▸ Requirement A: Copy the stretch of the records from the start through the line containing "point(178, 138)", keeping every line the same.

---------- Supplied passage

Scraping a third party site

For my sins, I wrote a website for a friend’s company that relies on scraping information off another company’s website. The company I’m doing this for does have a paid account on the third party’s website so there’s nothing ethically dubious going on here – I’m basically taking off information my clients had put into the third party site.

I couldn’t figure out the third party site’s authentication system, so instead of pulling in a page and parsing it using BeautifulSoup, I use Selenium to attach to it like a web browser.

The third party site, however, is utterly terribly written. It’s full of tables nested within tables, and missing closing tags and everything else that reminds you of the old “FrontPage” designed sites that only worked on IE. They don’t consistently use ids or names or anything else to help me find the right bits of data, so I’ve had to wing it and parse things out using regular expressions all over the place. But worse is that every now and then they change things around a bit in a way that breaks my scraping.

The way I’ve been scraping in the past was I used the Selenium “standalone” jar, attaching to this java process that pretends to be a web browser without actually being a browser. Which is important, because I run the scraping process on my web server, which is a headless linode, and like most web servers doesn’t even have X11 running on it. (Some components of X11 got installed on it a while back because something needed something that needed something that needed fonts, and voila, suddenly I’ve got bits of X11 installed.)

This method has worked great for several years – when I’m debugging at home I use the version of the Selenium webdriver that fires up a Chrome or a Firefox instance and scrapes, but then when it’s working fine I switch over to the version that connects to a java -jar selenium-standalone.jar process. I don’t know what the official term is, so I’m just going to call it “the selenium process”.

A couple of years ago they (the third party) made a change to their website that caused the selenium process to die with JavaScript errors. Like I said, their website is crap, and I shouldn’t be surprised it has crappy JavaScript. Fortunately at the same time they introduced these JavaScript errors, they put a big “submit” button on the page that would go to the selected page even if you disabled JavaScript, and so that’s what I did with my scraper back then.

Flash forward to now, and they’ve changed the site again. They still have the broken JavaScript that freaks out the selenium process, but now you can’t navigate the site if you turn off JavaScript. So I tried turning on JavaScript in my scraper and the selenium process, and as expected from 2 years ago it failed spectacularly. So I tried updating the selenium process jar, and it doesn’t even connect at all – even though my Python selenium API version number and selenium process jar version number are the same (3.141.59, I had been using selenium jar version 3.12.0 before). I did some googling and found the names of the arguments had changed a bit, so I changed that and I still couldn’t get anything working.

I tried a bunch of different ideas, and followed a bazillion web links and tried a bunch of things from those places. Nothing worked. Eventually I had to give up and install Firefox on my web server, and an optional piece of the selenium api called “geckodriver” that launches Firefox. Fortunately selenium knows how to launch Firefox in a headless manner (although installing it did drag in even more bits of X11 that I don’t actually want or need). That actually worked on the site, after I figured out how to put the geckodriver file somewhere on the path and get the geckodriver.log file put somewhere useful. But I’ve got it done for now. Until the next gratuitous change.

--------------------
---------- Data for this task

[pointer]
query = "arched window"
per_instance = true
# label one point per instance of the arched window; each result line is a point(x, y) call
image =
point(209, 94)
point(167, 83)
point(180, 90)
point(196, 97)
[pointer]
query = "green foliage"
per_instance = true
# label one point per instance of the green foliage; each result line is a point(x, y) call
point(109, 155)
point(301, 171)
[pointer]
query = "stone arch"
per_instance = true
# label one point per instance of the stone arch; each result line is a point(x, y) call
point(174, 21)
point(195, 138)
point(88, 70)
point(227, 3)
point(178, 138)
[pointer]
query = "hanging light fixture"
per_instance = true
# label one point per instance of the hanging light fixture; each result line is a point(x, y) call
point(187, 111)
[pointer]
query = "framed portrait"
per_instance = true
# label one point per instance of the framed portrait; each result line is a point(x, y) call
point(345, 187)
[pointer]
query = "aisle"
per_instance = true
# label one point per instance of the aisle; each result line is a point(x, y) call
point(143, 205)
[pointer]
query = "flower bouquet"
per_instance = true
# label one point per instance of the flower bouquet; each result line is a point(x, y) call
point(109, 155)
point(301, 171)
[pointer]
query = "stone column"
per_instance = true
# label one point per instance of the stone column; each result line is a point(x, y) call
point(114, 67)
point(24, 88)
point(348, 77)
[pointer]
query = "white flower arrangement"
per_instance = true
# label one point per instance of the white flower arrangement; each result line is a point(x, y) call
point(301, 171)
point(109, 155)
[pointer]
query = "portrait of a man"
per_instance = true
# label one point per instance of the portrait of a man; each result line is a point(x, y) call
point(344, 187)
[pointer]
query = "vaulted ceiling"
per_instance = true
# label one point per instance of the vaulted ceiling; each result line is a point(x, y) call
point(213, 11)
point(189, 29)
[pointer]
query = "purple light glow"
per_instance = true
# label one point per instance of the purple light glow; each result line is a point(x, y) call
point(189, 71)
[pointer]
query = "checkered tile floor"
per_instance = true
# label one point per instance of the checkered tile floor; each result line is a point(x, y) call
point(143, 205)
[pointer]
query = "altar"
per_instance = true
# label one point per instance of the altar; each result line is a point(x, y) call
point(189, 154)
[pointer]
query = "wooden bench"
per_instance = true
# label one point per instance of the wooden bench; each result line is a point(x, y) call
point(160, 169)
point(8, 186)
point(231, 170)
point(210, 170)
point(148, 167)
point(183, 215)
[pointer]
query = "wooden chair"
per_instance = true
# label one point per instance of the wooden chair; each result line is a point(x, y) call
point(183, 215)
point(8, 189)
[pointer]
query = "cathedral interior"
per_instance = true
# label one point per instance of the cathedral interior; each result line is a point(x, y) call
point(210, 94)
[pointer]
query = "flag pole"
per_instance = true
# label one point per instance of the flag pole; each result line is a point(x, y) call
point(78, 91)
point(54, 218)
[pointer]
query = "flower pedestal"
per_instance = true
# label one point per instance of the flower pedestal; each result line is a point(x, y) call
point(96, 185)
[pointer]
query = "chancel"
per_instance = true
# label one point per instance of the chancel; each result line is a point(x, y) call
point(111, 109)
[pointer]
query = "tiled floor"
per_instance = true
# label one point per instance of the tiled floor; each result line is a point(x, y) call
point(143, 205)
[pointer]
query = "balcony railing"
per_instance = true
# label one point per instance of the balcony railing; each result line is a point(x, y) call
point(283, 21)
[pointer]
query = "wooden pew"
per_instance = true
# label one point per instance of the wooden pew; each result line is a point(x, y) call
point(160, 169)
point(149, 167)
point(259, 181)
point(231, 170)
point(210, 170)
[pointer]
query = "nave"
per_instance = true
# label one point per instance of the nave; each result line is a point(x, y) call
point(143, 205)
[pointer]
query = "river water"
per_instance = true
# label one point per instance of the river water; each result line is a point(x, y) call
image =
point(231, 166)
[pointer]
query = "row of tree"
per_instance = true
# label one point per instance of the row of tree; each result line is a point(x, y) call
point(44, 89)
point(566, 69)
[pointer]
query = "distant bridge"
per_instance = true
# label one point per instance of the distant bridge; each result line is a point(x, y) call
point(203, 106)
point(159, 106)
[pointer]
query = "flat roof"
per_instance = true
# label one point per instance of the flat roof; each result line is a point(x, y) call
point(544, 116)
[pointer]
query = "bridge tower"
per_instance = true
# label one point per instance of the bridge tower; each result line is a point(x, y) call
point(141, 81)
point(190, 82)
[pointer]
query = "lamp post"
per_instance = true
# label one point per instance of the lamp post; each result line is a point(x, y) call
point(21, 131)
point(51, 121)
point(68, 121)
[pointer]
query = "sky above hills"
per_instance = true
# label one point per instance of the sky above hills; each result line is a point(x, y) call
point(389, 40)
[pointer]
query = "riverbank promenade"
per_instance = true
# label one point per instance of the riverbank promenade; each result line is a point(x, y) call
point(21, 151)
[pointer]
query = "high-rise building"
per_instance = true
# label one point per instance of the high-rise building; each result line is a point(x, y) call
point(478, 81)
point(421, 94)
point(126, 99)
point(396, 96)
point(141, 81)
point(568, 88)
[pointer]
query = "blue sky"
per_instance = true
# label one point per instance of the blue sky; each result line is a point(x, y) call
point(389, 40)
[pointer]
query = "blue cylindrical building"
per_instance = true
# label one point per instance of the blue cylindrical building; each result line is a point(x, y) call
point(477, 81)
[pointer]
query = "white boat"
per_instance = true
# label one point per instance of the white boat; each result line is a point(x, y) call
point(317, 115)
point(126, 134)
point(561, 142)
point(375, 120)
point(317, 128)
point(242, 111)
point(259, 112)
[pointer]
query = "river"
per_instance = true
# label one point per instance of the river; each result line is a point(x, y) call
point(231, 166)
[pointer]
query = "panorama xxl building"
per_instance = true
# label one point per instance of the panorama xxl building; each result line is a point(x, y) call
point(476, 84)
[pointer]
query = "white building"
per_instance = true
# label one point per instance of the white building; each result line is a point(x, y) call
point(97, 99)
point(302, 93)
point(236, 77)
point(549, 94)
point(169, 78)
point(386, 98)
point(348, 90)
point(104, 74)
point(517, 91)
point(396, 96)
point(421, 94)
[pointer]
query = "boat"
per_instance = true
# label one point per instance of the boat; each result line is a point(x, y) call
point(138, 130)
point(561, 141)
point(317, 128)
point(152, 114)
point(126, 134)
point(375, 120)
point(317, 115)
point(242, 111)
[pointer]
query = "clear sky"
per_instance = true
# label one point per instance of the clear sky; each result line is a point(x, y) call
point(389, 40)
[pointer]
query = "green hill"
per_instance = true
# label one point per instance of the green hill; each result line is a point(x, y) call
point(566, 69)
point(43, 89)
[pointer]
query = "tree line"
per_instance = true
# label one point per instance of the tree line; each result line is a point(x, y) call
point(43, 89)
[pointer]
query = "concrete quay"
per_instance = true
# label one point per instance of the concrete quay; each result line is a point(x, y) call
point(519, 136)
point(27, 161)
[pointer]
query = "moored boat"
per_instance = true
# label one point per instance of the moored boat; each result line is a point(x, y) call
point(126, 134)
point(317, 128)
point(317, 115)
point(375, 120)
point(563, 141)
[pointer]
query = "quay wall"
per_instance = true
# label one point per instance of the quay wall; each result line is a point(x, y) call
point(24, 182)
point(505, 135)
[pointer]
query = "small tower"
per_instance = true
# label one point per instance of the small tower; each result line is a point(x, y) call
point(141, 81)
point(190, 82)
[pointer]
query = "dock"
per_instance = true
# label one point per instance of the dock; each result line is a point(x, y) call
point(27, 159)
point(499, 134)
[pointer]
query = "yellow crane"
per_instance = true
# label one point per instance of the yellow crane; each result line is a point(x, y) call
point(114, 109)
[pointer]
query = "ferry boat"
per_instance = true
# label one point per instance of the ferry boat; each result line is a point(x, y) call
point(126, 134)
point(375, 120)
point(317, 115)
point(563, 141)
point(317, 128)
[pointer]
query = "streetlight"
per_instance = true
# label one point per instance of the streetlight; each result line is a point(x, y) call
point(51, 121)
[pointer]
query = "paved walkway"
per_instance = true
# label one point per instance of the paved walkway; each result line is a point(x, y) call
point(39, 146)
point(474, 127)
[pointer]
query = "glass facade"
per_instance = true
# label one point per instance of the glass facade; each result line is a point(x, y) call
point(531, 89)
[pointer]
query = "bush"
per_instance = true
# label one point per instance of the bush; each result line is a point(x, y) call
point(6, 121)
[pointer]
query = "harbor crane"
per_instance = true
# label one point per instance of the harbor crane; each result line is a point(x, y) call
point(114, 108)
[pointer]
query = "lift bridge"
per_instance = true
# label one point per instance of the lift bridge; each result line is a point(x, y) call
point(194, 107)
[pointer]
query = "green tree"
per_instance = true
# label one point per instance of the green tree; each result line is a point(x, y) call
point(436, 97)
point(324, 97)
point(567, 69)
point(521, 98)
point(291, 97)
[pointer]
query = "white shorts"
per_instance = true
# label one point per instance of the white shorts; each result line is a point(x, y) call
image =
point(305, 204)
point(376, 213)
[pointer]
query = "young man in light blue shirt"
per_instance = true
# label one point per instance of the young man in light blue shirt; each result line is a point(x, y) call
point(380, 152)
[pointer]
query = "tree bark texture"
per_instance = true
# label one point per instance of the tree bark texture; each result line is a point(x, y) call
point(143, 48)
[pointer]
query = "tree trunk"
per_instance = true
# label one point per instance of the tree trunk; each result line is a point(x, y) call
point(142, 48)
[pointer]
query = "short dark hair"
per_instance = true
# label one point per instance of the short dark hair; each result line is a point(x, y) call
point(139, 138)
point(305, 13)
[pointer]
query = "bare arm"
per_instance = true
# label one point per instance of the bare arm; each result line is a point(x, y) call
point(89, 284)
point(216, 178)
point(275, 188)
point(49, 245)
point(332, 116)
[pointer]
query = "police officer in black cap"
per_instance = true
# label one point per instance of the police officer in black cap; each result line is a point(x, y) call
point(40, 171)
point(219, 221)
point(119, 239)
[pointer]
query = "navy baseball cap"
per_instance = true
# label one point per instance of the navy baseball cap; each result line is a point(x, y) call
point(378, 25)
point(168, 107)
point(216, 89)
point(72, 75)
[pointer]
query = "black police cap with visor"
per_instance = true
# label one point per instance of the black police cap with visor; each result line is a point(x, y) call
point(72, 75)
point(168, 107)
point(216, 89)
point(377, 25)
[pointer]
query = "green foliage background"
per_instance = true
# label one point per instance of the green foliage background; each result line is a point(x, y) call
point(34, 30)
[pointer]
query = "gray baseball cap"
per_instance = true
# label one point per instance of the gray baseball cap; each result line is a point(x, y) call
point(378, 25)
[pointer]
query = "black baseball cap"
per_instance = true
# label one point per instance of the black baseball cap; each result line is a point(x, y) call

--------------------

▸ Requirement B: Rewrite the stretch of the post on scraping a third-party site from "For my sins, I" through "third party site.", changing "paid account" to "premium account".

▸ Finished answer A:
[pointer]
query = "arched window"
per_instance = true
# label one point per instance of the arched window; each result line is a point(x, y) call
image =
point(209, 94)
point(167, 83)
point(180, 90)
point(196, 97)
[pointer]
query = "green foliage"
per_instance = true
# label one point per instance of the green foliage; each result line is a point(x, y) call
point(109, 155)
point(301, 171)
[pointer]
query = "stone arch"
per_instance = true
# label one point per instance of the stone arch; each result line is a point(x, y) call
point(174, 21)
point(195, 138)
point(88, 70)
point(227, 3)
point(178, 138)

▸ Finished answer B:
For my sins, I wrote a website for a friend’s company that relies on scraping information off another company’s website. The company I’m doing this for does have a premium account on the third party’s website so there’s nothing ethically dubious going on here – I’m basically taking off information my clients had put into the third party site.